Source excerpt ▸
......
African Space Agency

Agency overview
- Formed: 24 January 2023; 3 years ago
- Type: Space agency
- Jurisdiction: African Union
- Status: Active
- Headquarters: New Cairo, Egypt; 30°03′13.01″N 31°36′40.36″E﻿ / ﻿30.0536139°N 31.6112111°E;
- Website: africanspaceagency.org

= African Space Agency =

African Union's space organisation

The African Space Agency (AfSA) is a continental space organisation established by the African Union (AU) to promote cooperation between the space policies of the AU's member states. The AU adopted the African Space Policy and Strategy in 2016 and agreed upon the statute underlying AfSA in 2018. This marked the birth of the African Space Agency as an Organ of the African Union.

A technical evaluation process was undertaken to select the host country, and in 2019, Egypt was endorsed as the host. In 2023, the African Union adopted the structural and financial implications of the AfSA. The headquarters of the African Space Agency is now hosted in Cairo, alongside the Egyptian Space Agency (EgSA).
......
Dataset entries ▸
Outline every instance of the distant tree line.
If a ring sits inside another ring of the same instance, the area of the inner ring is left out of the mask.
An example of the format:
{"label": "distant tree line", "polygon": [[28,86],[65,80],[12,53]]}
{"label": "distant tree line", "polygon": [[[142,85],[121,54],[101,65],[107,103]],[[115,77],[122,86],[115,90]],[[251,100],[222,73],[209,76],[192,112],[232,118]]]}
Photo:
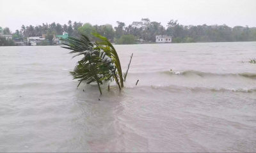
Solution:
{"label": "distant tree line", "polygon": [[[91,33],[95,30],[111,42],[117,44],[136,43],[139,39],[146,42],[155,42],[156,36],[167,35],[172,36],[173,43],[196,42],[234,42],[256,41],[256,27],[236,26],[230,27],[226,25],[206,24],[199,26],[184,26],[177,20],[170,20],[166,27],[161,22],[151,22],[148,18],[133,22],[126,26],[124,22],[117,21],[117,26],[113,27],[110,24],[95,25],[90,23],[69,20],[67,24],[61,25],[53,22],[51,24],[42,24],[35,27],[22,25],[20,30],[12,33],[10,29],[3,29],[4,34],[12,34],[13,38],[40,36],[47,34],[47,38],[52,40],[53,34],[62,34],[63,31],[68,33],[69,36],[77,38],[85,34],[92,41],[95,41]],[[51,41],[51,40],[50,40]],[[50,42],[51,43],[51,42]]]}

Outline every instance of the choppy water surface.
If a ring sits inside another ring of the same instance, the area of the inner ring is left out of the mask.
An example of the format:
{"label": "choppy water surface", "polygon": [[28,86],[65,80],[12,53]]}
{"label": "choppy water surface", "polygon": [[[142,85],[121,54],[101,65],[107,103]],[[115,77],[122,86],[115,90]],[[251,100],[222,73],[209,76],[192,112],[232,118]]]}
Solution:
......
Given request 1 ▸
Reproduce the following portion of the African Space Agency article word for word, from "The African Space Agency (AfSA)" up to and including "the African Union.".
Given request 2 ▸
Pick up the African Space Agency article after its final sentence and keep writing it.

Answer 1 ▸
The African Space Agency (AfSA) is a continental space organisation established by the African Union (AU) to promote cooperation between the space policies of the AU's member states. The AU adopted the African Space Policy and Strategy in 2016 and agreed upon the statute underlying AfSA in 2018. This marked the birth of the African Space Agency as an Organ of the African Union.

Answer 2 ▸
== History ==

Numerous unrelated space initiatives have emerged among and between various African Union countries. The Regional African Satellite Communication Organization (RASCOM) was an early regional initiative, launched in 1992 with 45 members and achieved limited success, eventually launching one satellite in 2007 and another in 2010. Two African Regional Centres for Space Science and Technology Education were set up in 1998, an English-speaking one in Nigeria and a French-speaking one in Morocco. A proposed African Resource Management (ARM) satellite constellation joint project was proposed around 2000, and founded in 2003 by Algeria, Kenya, Nigeria, and South Africa. The first formal partnerships were agreed upon in 2009. Nigeria then launched NigSat-2 with the intention it be part of this constellation. The first national space agencies among African Union states were the National Space Research and Development Agency of Nigeria, the Algerian Space Agency, and the South African National Space Agency. All operated in the early 21st century, alongside space programmes from other states.

Discussions about setting up a pan-African space agency began around this period. Planning was inspired by the European Space Agency (ESA). The idea of such a space agency was included in the AU's 2009–2012 strategic plan. An August 2010 declaration from the Third African Union (AU) Conference of Ministers in charge of Communications and Information Technologies directed the African Union Commission to look into developing such an agency alongside a dedicated space policy. The idea was supported the next month in a joint statement with the European Commission. A September 2011 statement from the African Leadership Conference on Space Science and Technology for Sustainable Development states cooperation could occur before a pan-African institution was established. A 2012 meeting of the same AU Conference of Ministers reiterated the call for an AU space policy. The name "AfriSpace" was proposed at this time. By 2014, a draft policy had been developed.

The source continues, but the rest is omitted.